Meldung vom 19.02.2013

Indien befindet sich in Schockstarre. Erneut treten mehrere Fälle von sexueller Gewalt gegen Kinder zu Tage. Doch die Öffentlichkeit verhält sich immer noch passiv gegenüber den Opfern.

Es geht immer tiefer bergab. Seit die brutale Vergewaltigung einer Medizinstudentin in Delhi im vergangenen Dezember Indien und die Welt schockierte, wird die indische Öffentlichkeit täglich mit weiteren Vergewaltigungsfällen konfrontiert, die einem das Blut in den Adern gefrieren lassen. Die letzten drei Tage kursierten drei neue Horrorgeschichten.

Auszüge aus einem Datensatz zur Punktbeschriftung:
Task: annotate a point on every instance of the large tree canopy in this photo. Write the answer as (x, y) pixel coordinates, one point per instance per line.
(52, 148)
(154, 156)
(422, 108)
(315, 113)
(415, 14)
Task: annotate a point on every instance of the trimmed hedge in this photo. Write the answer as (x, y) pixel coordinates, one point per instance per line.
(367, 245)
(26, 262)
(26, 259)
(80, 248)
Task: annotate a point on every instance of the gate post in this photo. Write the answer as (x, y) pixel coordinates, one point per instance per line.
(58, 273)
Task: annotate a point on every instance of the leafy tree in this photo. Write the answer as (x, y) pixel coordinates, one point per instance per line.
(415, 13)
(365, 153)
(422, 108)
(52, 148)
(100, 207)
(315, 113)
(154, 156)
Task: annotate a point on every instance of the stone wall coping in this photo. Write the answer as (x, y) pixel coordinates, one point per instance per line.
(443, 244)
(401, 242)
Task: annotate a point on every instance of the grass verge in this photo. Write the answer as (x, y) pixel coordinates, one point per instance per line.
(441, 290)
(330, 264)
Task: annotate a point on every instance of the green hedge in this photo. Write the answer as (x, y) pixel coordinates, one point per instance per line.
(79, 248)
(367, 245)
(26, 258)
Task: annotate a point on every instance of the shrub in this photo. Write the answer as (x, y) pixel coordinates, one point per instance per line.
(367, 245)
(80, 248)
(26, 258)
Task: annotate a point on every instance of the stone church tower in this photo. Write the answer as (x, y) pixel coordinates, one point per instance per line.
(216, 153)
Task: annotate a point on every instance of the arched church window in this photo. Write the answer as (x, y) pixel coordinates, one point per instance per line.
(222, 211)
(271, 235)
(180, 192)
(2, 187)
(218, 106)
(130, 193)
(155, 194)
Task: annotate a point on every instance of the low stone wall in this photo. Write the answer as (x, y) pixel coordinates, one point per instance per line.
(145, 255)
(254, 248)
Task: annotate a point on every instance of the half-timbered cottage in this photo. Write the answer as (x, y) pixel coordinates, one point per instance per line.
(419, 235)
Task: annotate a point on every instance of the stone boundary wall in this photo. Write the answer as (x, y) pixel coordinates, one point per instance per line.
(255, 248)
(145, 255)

AUFGABENSTELLUNG:
1 > Führen Sie sämtliche Sätze des Absatzes der Meldung auf, der mit „Indien befindet sich in Schockstarre.“ beginnt.
2 > Schreiben Sie aus der Meldung die Passage ab, die bei „Meldung vom 19.02.2013“ einsetzt und mit „drei neue Horrorgeschichten.“ schließt.
Die Auflistung ist eigenständiges Material und gehört nicht zur Meldung.

ERGEBNISSE JE AUFGABE:
1 >
1. Indien befindet sich in Schockstarre.
2. Erneut treten mehrere Fälle von sexueller Gewalt gegen Kinder zu Tage.
3. Doch die Öffentlichkeit verhält sich immer noch passiv gegenüber den Opfern.

2 >
Meldung vom 19.02.2013

Indien befindet sich in Schockstarre. Erneut treten mehrere Fälle von sexueller Gewalt gegen Kinder zu Tage. Doch die Öffentlichkeit verhält sich immer noch passiv gegenüber den Opfern.

Es geht immer tiefer bergab. Seit die brutale Vergewaltigung einer Medizinstudentin in Delhi im vergangenen Dezember Indien und die Welt schockierte, wird die indische Öffentlichkeit täglich mit weiteren Vergewaltigungsfällen konfrontiert, die einem das Blut in den Adern gefrieren lassen. Die letzten drei Tage kursierten drei neue Horrorgeschichten.